**WHAT YOU HAVE TO DO:** Rewrite all of the lines below as a numbered list, skipping any blank lines.

** START OF MATERIAL FOR THIS TASK **

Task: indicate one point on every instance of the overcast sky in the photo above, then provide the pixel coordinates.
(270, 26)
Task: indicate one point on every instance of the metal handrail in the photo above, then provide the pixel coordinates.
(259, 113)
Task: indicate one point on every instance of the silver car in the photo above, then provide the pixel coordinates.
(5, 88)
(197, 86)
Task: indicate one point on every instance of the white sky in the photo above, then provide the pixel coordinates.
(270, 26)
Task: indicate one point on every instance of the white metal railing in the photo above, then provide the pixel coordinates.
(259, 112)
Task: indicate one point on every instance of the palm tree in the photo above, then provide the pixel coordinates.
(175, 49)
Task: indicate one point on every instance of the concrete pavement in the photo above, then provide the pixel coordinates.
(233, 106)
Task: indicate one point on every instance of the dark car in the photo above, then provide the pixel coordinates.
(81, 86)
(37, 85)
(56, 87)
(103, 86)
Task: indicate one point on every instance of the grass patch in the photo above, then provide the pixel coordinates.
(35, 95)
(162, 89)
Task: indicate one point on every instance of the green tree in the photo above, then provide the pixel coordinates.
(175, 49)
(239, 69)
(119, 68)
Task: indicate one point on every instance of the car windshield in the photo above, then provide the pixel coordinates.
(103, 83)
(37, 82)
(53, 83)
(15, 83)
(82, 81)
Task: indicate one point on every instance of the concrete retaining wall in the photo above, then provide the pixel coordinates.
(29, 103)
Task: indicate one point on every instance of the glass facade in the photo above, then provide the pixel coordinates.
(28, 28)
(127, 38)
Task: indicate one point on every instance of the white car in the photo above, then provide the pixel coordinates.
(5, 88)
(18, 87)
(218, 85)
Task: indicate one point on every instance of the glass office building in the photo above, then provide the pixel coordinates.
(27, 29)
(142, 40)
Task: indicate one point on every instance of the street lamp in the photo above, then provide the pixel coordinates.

** END OF MATERIAL FOR THIS TASK **

**WORKED ANSWER:**
1. Task: indicate one point on every instance of the overcast sky in the photo above, then provide the pixel coordinates.
2. (270, 26)
3. Task: indicate one point on every instance of the metal handrail in the photo above, then provide the pixel coordinates.
4. (259, 113)
5. Task: indicate one point on every instance of the silver car in the photo above, then provide the pixel coordinates.
6. (5, 88)
7. (197, 86)
8. Task: indicate one point on every instance of the white sky in the photo above, then provide the pixel coordinates.
9. (270, 26)
10. Task: indicate one point on every instance of the white metal railing in the photo above, then provide the pixel coordinates.
11. (259, 112)
12. Task: indicate one point on every instance of the palm tree in the photo above, then provide the pixel coordinates.
13. (175, 49)
14. Task: indicate one point on every instance of the concrete pavement in the photo above, then provide the pixel coordinates.
15. (233, 106)
16. Task: indicate one point on every instance of the dark car in the photo above, then provide the pixel coordinates.
17. (81, 86)
18. (37, 85)
19. (56, 87)
20. (103, 86)
21. Task: indicate one point on every instance of the grass patch in the photo above, then provide the pixel coordinates.
22. (35, 95)
23. (162, 89)
24. Task: indicate one point on every instance of the green tree in the photo above, then provide the pixel coordinates.
25. (175, 49)
26. (239, 69)
27. (119, 68)
28. Task: indicate one point on every instance of the car windshield in the photo above, then provide the pixel coordinates.
29. (103, 83)
30. (37, 82)
31. (53, 83)
32. (15, 83)
33. (82, 81)
34. Task: indicate one point on every instance of the concrete retaining wall in the photo above, then provide the pixel coordinates.
35. (29, 103)
36. Task: indicate one point on every instance of the glass facade in the photo above, then provide the pixel coordinates.
37. (28, 28)
38. (127, 38)
39. Task: indicate one point on every instance of the white car in the photo above, then provide the pixel coordinates.
40. (5, 88)
41. (18, 87)
42. (218, 85)
43. Task: indicate one point on every instance of the glass office building in the photo above, then provide the pixel coordinates.
44. (27, 29)
45. (142, 40)
46. Task: indicate one point on every instance of the street lamp in the photo above, then provide the pixel coordinates.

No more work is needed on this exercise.